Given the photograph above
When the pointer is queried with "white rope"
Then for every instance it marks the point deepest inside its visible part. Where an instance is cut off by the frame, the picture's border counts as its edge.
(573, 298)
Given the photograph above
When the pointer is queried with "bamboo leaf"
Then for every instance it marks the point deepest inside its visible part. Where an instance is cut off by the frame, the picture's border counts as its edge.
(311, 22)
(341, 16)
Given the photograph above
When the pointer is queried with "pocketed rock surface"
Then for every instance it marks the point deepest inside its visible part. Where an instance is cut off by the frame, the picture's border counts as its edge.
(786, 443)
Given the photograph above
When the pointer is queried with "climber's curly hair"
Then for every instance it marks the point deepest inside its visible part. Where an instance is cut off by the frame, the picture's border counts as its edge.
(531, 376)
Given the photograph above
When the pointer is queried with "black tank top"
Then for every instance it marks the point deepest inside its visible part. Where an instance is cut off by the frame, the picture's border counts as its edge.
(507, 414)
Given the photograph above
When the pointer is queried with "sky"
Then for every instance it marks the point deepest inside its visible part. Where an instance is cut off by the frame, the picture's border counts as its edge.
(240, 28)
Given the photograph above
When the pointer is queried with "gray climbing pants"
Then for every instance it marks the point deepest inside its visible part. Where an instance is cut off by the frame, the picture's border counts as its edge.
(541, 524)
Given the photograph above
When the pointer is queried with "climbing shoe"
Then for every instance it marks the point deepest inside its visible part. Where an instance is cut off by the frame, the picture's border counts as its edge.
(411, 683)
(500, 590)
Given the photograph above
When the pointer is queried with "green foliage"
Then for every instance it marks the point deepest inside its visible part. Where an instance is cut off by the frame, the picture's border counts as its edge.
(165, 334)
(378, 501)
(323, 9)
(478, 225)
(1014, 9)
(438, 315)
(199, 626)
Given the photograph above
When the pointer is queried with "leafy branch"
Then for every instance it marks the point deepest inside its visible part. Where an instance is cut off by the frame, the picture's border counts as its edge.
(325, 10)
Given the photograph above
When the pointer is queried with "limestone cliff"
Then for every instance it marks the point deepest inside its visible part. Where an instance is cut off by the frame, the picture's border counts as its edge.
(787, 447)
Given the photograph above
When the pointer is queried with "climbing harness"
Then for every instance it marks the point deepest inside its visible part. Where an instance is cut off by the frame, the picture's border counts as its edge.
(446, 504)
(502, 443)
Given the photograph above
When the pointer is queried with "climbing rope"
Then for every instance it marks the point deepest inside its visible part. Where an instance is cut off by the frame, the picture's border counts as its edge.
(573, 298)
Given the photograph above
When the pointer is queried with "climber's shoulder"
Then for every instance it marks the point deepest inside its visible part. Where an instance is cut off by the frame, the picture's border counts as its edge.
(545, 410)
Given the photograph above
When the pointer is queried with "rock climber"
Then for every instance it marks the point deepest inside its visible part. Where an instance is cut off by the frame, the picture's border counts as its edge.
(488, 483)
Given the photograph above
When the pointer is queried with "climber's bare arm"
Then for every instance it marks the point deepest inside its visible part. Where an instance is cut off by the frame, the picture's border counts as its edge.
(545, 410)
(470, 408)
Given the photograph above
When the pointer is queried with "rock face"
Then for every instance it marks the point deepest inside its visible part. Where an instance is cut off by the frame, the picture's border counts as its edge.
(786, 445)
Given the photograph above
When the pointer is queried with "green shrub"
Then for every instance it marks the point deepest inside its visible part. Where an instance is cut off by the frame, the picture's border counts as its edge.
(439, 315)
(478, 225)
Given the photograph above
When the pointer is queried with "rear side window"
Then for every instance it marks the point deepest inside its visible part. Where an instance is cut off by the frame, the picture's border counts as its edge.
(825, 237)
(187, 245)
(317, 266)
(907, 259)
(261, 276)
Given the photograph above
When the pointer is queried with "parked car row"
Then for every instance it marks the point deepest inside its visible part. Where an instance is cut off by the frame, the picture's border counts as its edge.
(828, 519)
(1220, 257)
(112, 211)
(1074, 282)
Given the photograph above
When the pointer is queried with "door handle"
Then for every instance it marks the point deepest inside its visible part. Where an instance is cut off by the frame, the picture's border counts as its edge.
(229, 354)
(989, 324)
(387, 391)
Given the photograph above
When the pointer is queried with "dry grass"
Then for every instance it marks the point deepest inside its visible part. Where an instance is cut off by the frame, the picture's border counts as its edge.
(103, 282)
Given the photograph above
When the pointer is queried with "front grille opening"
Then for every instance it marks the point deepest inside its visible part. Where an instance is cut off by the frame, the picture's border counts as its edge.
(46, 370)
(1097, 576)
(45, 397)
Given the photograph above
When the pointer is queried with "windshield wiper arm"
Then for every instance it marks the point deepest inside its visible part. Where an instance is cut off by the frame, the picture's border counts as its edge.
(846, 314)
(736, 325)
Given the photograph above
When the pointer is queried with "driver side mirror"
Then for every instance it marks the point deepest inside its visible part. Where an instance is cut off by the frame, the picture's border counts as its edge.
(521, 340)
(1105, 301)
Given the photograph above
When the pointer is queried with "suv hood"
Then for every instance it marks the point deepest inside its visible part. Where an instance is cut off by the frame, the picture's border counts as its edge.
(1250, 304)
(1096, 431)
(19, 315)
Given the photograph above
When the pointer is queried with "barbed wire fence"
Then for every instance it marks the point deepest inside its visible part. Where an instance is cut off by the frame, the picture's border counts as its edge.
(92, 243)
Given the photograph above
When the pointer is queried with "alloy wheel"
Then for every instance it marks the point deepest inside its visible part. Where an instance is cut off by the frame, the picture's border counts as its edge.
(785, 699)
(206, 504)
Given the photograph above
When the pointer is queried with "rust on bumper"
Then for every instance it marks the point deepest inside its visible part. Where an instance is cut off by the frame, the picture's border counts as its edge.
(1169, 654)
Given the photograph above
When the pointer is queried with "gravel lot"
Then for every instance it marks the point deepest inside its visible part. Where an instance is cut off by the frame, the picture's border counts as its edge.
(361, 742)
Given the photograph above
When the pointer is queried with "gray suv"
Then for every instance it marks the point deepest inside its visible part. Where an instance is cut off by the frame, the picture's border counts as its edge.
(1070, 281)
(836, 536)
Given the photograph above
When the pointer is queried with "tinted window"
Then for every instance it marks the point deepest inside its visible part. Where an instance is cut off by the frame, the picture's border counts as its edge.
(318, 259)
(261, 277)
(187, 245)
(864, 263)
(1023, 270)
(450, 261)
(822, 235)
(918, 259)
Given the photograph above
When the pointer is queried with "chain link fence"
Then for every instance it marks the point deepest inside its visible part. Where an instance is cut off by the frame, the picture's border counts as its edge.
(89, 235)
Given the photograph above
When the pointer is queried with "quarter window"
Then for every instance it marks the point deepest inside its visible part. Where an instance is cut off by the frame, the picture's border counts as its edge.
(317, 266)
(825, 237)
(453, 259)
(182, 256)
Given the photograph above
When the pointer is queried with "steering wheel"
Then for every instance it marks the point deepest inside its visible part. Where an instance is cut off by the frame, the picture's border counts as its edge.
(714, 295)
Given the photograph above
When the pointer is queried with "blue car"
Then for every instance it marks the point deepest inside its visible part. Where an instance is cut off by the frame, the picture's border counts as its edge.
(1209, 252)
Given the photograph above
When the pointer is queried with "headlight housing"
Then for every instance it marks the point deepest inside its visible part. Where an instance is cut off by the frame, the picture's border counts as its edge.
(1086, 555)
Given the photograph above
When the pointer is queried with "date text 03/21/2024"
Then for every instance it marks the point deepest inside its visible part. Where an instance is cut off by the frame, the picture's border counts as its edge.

[Instructions for the task]: Give every line of the material again, exactly as it reads.

[Expected output]:
Given the photograph above
When the pointer is queried with "white rope"
Then for every instance it marks the point deepest inside its visible part. Where an instance is cut off by the frame, the picture's border counts as its edge.
(573, 298)
Given the photograph above
When the pointer is queried with "bamboo leaf"
Then for every instance it marks the point deepest inside its visible part. Where an instance is cut off by the frame, the picture's border counts as its edge.
(311, 22)
(341, 16)
Given the photograph above
When the pointer is queried with "pocketed rock surface"
Then for every instance it marks the point deepest inside its visible part. Where an instance is cut off by the frame, the picture's border counts as its edge.
(786, 443)
Given the photograph above
When the pointer is queried with "climber's curly hair"
Then for every instance it marks the point deepest inside its visible part. Where an instance is cut off by the frame, the picture's border counts as its edge.
(531, 376)
Given the photograph above
When the pointer is queried with "black tank top"
Then for every instance it marks the point deepest inside its visible part. Where an instance is cut off by the frame, the picture's border counts as its edge.
(507, 414)
Given the photograph above
When the pointer is queried with "sky"
Then for every instance it marks the point deepest inside its visible part. Where an instance is cut off by the frame, the picture's border counts as its edge.
(240, 28)
Given the photograph above
When the pointer is queried with "gray climbing pants"
Then for every instance it marks the point deepest inside its visible part. Where an instance is cut off by the frame, the picture's border counts as its edge.
(541, 524)
Given the photograph above
When the pointer is queried with "climbing shoe"
Then for every instance it marks the point deepest inside its visible part. Where an instance is cut off by the frame, the picture's border counts as its edge.
(411, 683)
(500, 590)
Given the photograph above
When the pointer is queried with "green foliage"
Then for every instance it marks the point deepest inside its visible part. Where an instance is cut off by the frame, the picture's border counts as its edge.
(165, 334)
(378, 501)
(323, 9)
(478, 225)
(1014, 9)
(438, 315)
(199, 626)
Given the photograph above
When the pointer is queried with "leafy branch"
Then for every instance it marks the point deepest inside its visible part. Where an instance is cut off by the frame, the picture's border counts as its edge.
(325, 10)
Given the photograph above
When the pointer is queried with "limestone cliff"
Then for every instance it marks the point deepest inside its visible part. Where an instance is cut off by the frame, the picture's border counts as its edge.
(787, 447)
Given the photograph above
When the pointer is queried with "climbing harness"
Then for every instance it marks the point deepest inside its visible part. Where an instance is cut off by the frame, the picture's border counts as its edge.
(446, 504)
(502, 443)
Given the photograph above
When the pointer is queried with "climbing rope"
Then for every instance it marks the point deepest inside its visible part. Where an instance is cut off by the frame, the picture's border counts as its edge.
(573, 298)
Given the photograph above
When the pointer is queried with "climber's shoulder"
Then for every instance it marks the point deepest inside its visible part. Where an instance is cut off by the frame, the picture's border counts as its edge.
(545, 410)
Given the photograph above
When the pointer is queried with "rock climber"
Then for every instance it marks the point deepest inside its visible part. Where an instance is cut off by the frame, the picture's border counts as its edge.
(488, 483)
Given the photograph above
When the pointer is queried with "climber's bare arm"
Then for every instance it marks the point deepest inside its visible part. Where an instance is cut off by the frame, the picture's border counts as its edge.
(545, 410)
(470, 408)
Given the photograph above
When the pointer is queried with "rock face"
Then for every instance it marks the point deepest inside its visible part. Where an instance is cut off by the frame, the picture's border counts as its edge.
(786, 445)
Given the photograph above
When the pointer is queried with "green shrub"
Then for every instance it marks the point deepest inside its visible part. Where an instance is cut off by the frame, the picture's border counts as its edge.
(439, 315)
(478, 225)
Given the photograph above
When the pointer is queried with "rear side window"
Then for every instance it marks the point deepest inside its visible part. Where an instance is cut off by the frame, the picture's border counts as its edge.
(825, 237)
(187, 245)
(317, 266)
(907, 259)
(261, 276)
Given the photograph above
When the pointer is queried with "parked car row"
Then for every instance it marks the point deepest inside its visible part. Where an instance is cut off by the frame, the picture's border counts as its edge.
(828, 519)
(1220, 257)
(112, 211)
(1074, 282)
Given the photograph above
When the pointer is queried with "door handle"
Then for every instance it marks the point deepest inside its visible part. Where an instance is cut off by the frame, the picture's border counts as its edge.
(229, 354)
(989, 324)
(387, 391)
Given the photograph above
When the pointer is queried with "dry grass"
Then for every instance it marks the point deepest inside its visible part. Where an instance is cut off by the frame, the picture's border counts as its edge.
(103, 282)
Given the photograph above
When the pointer is queried with "front grille opening"
Then for every instance it marks the point deepest inside its visible part. Where an instance is cut off by the frame, the picture's border counts as its edge.
(46, 370)
(1097, 576)
(45, 397)
Given the photograph above
When the pointer is queried with "windshield wiper arm"
Then for every instance it marks the point deepest inside its visible part. Where an instance is cut off by the frame, the picture's border counts as its edge.
(846, 314)
(736, 325)
Given the photograph above
When the pointer is queried with "driver side mirror"
Then for every instance it marks the point deepest inside its visible part. Where an instance is cut off by the frame, the picture's border counts as its edge.
(521, 340)
(1105, 301)
Given the photograph above
When the pointer is queried with "suv hood"
Then for every instance it marks the point deepest inside its visible part. Where an instance is cut off by the frame, the picture's border counts as its edge.
(1250, 304)
(1096, 431)
(19, 315)
Given the photograph above
When the pointer is queried with "barbed wire fence"
Then for every instance it marks the point deepest inside its visible part. Where an instance is cut off by the frame, the picture's border counts as its edge.
(92, 243)
Given the photograph above
When the pointer is queried with "alloy wheel"
Then for every instance it marks the point deepest inside its visible part. Where an instance is cut off by the frame, the picture's border counts as its edge.
(785, 699)
(206, 504)
Given the photograph above
When the pointer is queried with "rust on bumper"
Then for every instance it marks the point deepest inside its visible part. Where an instance is cut off by the frame, the picture's border counts as its edge.
(1169, 654)
Given the photograph above
When the pointer is queried with "gravel lot"
Then for every instance it marks the point deepest inside its visible part. Where an instance is cut off by the frame, the picture's border counts as its edge.
(361, 742)
Given the photograph above
When the pointer is queried with "gray suv"
Then for every instance it marks the point deepest inside its visible part. Where an instance is cut off by the frame, the picture's border counts as its edge.
(1070, 281)
(836, 536)
Given the photograph above
When the pointer is queried with "tinted window"
Then for every instance it marks the point deepest inside its visible part. Where an instance is cut off by the frame, the picture's border counts as its edge.
(318, 259)
(261, 277)
(187, 245)
(864, 263)
(1023, 270)
(450, 261)
(822, 235)
(918, 259)
Given the photograph above
When the pointer is queried with "chain link fence"
Then for every instance it marks the point deepest inside its visible part. Where an instance is cut off by the frame, the picture's border counts as its edge.
(89, 235)
Given the photograph above
When the pointer is queried with "quarter window"
Then for every instance it marks the point deepest inside its visible part. Where an instance is cut off by the frame, the picture's border counts as its edge.
(317, 266)
(825, 237)
(453, 259)
(182, 256)
Given the photograph above
When the pointer is queried with "steering wheel"
Then for every instance it marks the point deepest inside its visible part. Where an instance is cut off by the frame, the picture's border counts as its edge.
(714, 295)
Given the photograph above
When the pointer is queried with "blue car"
Then for every instance it marks the point deepest inside its visible part. Where an instance is cut off by the frame, the picture's border counts as its edge.
(1209, 252)
Given the photograph above
When the pointer is queried with "headlight housing"
Then for every instance it marks the point deepest inside its visible part. Where an instance is cut off by the frame, the picture's border counts as its edge.
(1086, 555)
Given the photograph above
When the pointer is queried with "date text 03/21/2024"
Then for every instance it marks the point deepest inside its visible part. Where an instance is cut off by the frame, the picture's border counts as its edge.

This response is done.